**Problem requirements**
From the records, copy out every line that contains the word "white".

**The data**
● ● ● ● ● ● ●

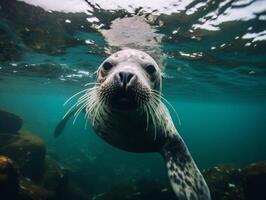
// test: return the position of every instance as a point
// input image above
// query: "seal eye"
(150, 69)
(107, 65)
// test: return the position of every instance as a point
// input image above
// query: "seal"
(126, 109)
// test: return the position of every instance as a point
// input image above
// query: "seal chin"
(124, 101)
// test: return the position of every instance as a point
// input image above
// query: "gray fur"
(144, 129)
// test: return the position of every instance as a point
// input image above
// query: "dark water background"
(213, 52)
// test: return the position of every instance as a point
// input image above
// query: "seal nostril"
(129, 77)
(125, 77)
(121, 76)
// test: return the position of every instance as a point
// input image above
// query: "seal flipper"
(186, 179)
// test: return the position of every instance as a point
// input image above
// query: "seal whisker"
(73, 96)
(92, 83)
(167, 102)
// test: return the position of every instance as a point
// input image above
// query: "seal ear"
(185, 177)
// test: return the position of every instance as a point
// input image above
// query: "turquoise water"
(213, 54)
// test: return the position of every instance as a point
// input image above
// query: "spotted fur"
(148, 127)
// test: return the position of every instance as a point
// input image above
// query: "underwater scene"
(207, 67)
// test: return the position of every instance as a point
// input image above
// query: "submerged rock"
(8, 179)
(27, 150)
(9, 122)
(254, 181)
(224, 183)
(56, 179)
(29, 190)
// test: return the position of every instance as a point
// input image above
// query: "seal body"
(127, 110)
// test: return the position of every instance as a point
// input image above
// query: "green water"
(214, 79)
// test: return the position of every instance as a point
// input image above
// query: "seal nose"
(125, 78)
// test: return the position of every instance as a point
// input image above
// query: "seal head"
(127, 78)
(126, 110)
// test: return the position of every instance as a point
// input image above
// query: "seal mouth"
(124, 100)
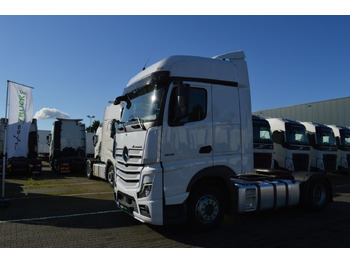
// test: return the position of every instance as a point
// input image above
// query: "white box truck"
(262, 144)
(67, 145)
(103, 163)
(29, 164)
(342, 136)
(323, 150)
(185, 147)
(290, 144)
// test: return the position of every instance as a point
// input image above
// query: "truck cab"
(342, 137)
(184, 146)
(67, 143)
(28, 163)
(263, 144)
(103, 163)
(291, 144)
(323, 150)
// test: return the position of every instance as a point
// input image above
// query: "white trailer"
(67, 142)
(103, 163)
(262, 143)
(185, 147)
(342, 136)
(323, 150)
(290, 144)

● ● ● ● ● ● ●

**Result of the task**
// query: "white box truck"
// query: "white trailer"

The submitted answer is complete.